(Recorded information begins)

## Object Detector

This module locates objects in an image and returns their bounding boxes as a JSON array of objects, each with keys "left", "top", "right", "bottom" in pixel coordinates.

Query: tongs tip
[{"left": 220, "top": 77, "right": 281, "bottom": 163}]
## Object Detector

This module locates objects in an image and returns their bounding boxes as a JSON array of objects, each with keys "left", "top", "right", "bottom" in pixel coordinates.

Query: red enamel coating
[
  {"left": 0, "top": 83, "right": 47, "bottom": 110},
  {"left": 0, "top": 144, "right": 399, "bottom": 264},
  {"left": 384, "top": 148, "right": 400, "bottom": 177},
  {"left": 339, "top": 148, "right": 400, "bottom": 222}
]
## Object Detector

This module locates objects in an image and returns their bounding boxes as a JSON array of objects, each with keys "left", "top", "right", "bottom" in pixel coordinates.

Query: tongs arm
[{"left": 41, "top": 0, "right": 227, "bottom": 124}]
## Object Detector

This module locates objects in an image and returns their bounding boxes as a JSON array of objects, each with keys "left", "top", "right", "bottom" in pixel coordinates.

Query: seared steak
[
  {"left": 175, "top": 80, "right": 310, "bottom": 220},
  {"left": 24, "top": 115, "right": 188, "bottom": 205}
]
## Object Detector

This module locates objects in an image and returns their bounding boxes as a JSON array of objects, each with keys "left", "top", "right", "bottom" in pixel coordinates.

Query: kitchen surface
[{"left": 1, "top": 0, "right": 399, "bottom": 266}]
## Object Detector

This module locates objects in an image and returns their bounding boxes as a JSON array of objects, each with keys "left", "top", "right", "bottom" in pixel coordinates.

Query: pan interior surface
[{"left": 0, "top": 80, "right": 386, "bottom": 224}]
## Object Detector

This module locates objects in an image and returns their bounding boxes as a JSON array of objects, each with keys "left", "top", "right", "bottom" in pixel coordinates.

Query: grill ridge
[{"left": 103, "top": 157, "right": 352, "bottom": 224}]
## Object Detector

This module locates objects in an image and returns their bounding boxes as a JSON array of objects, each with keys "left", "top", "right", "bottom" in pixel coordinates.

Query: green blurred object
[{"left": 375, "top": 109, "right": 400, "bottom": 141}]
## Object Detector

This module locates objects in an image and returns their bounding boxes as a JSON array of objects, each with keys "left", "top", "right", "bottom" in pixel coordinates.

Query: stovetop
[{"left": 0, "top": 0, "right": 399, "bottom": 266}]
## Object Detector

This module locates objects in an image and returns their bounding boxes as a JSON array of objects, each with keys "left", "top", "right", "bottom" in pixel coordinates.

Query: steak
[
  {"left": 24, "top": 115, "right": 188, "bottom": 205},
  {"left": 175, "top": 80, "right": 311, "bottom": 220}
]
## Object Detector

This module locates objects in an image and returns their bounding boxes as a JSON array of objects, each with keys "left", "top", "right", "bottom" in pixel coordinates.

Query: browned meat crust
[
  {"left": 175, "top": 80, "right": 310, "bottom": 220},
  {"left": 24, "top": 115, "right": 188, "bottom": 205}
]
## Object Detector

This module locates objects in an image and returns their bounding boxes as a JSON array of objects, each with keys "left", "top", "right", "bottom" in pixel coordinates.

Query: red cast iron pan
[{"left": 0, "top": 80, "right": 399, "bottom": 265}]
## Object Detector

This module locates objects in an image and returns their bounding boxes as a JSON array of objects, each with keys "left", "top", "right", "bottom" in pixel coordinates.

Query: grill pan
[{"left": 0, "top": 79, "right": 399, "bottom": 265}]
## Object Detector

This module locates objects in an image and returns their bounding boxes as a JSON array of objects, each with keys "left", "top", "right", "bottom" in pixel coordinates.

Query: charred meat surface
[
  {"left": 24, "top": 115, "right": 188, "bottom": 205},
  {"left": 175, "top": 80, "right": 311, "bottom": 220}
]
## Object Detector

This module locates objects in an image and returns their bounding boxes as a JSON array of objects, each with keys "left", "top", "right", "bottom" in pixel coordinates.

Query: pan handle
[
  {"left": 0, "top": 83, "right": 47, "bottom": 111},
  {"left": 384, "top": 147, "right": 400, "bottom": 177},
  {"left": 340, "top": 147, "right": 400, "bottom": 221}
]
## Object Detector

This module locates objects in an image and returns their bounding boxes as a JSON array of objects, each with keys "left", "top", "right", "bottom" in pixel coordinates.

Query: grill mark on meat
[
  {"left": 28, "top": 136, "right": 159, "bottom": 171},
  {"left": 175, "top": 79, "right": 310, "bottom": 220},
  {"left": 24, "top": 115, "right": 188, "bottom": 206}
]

(Recorded information ends)

- Exercise instructions: Take the entries above and repeat them verbatim.

- Written answer:
## Object Detector

This module locates objects in an image and returns their bounding boxes as a JSON array of objects, each with keys "left", "top", "right", "bottom" in pixel coordinates.

Query: tongs tip
[{"left": 220, "top": 77, "right": 281, "bottom": 163}]
## Object Detector

This module locates objects in an image and returns their bounding boxes as a JSON array of objects, each with keys "left", "top", "right", "bottom" in pixel coordinates.

Query: red enamel coating
[
  {"left": 0, "top": 83, "right": 47, "bottom": 110},
  {"left": 0, "top": 144, "right": 399, "bottom": 264},
  {"left": 384, "top": 148, "right": 400, "bottom": 177},
  {"left": 339, "top": 148, "right": 400, "bottom": 222}
]
## Object Detector

This module locates objects in an image and returns their bounding boxes as a JSON array of objects, each with keys "left", "top", "right", "bottom" in pixel coordinates.

Query: tongs arm
[{"left": 41, "top": 0, "right": 227, "bottom": 124}]
## Object Detector

This module locates objects in an image and returns their bounding boxes as a JSON array of objects, each with keys "left", "top", "right", "bottom" in pixel coordinates.

Query: seared steak
[
  {"left": 175, "top": 80, "right": 310, "bottom": 220},
  {"left": 24, "top": 115, "right": 188, "bottom": 205}
]
## Object Detector

This module locates objects in an image and returns their bounding boxes as a JSON array of objects, each with keys "left", "top", "right", "bottom" in pixel coordinates.

Query: kitchen surface
[{"left": 1, "top": 0, "right": 399, "bottom": 266}]
## Object Detector

This module locates objects in an image and returns their bounding boxes as a JSON array of objects, each with keys "left", "top", "right", "bottom" in pixel coordinates.

Query: pan interior surface
[{"left": 0, "top": 80, "right": 386, "bottom": 224}]
## Object Detector

This module locates objects in an image and returns their bounding boxes as a JSON array of objects, each with keys "left", "top", "right", "bottom" in pixel coordinates.

Query: grill ridge
[{"left": 103, "top": 157, "right": 352, "bottom": 224}]
## Object Detector

This module locates objects in an image and returns their bounding boxes as a JSON array of objects, each with keys "left", "top", "right", "bottom" in pixel coordinates.

Query: green blurred object
[{"left": 375, "top": 109, "right": 400, "bottom": 141}]
## Object Detector

This module locates objects in an image and returns their bounding boxes as a JSON array of objects, each with keys "left", "top", "right", "bottom" in pixel coordinates.

Query: stovetop
[{"left": 0, "top": 0, "right": 399, "bottom": 266}]
## Object Detector

This module locates objects in an image and returns their bounding boxes as a JSON array of objects, each with keys "left", "top", "right", "bottom" in pixel coordinates.

Query: steak
[
  {"left": 24, "top": 115, "right": 188, "bottom": 205},
  {"left": 175, "top": 80, "right": 311, "bottom": 220}
]
## Object Detector

This module locates objects in an image and returns their bounding boxes as a JSON array of objects, each with keys "left", "top", "right", "bottom" in pixel coordinates.

Query: browned meat crust
[
  {"left": 175, "top": 80, "right": 310, "bottom": 220},
  {"left": 24, "top": 115, "right": 188, "bottom": 205}
]
## Object Detector

This module locates objects in an image and returns their bounding boxes as a JSON array of objects, each with keys "left", "top", "right", "bottom" in pixel coordinates.

Query: red cast iron pan
[{"left": 0, "top": 80, "right": 399, "bottom": 265}]
## Object Detector

This module locates objects in an image and returns their bounding boxes as a JSON array of objects, each with keys "left", "top", "right", "bottom" in pixel coordinates.

Query: grill pan
[{"left": 0, "top": 79, "right": 399, "bottom": 265}]
## Object Detector

This module locates objects in an image and returns their bounding boxes as a JSON array of objects, each with keys "left", "top", "right", "bottom" in pixel coordinates.

Query: charred meat surface
[
  {"left": 24, "top": 115, "right": 188, "bottom": 205},
  {"left": 175, "top": 80, "right": 311, "bottom": 220}
]
## Object Detector

This module locates objects in an image and returns their bounding boxes as a JSON array of objects, each with keys "left", "top", "right", "bottom" in pixel coordinates.

Query: pan handle
[
  {"left": 0, "top": 83, "right": 47, "bottom": 111},
  {"left": 384, "top": 147, "right": 400, "bottom": 177},
  {"left": 340, "top": 147, "right": 400, "bottom": 221}
]
## Object Detector

This module locates objects in an image and returns their bounding boxes as a JSON array of objects, each with keys "left", "top", "right", "bottom" in pixel coordinates.

Query: grill mark on meat
[
  {"left": 28, "top": 136, "right": 159, "bottom": 171},
  {"left": 175, "top": 79, "right": 310, "bottom": 220},
  {"left": 24, "top": 115, "right": 188, "bottom": 206}
]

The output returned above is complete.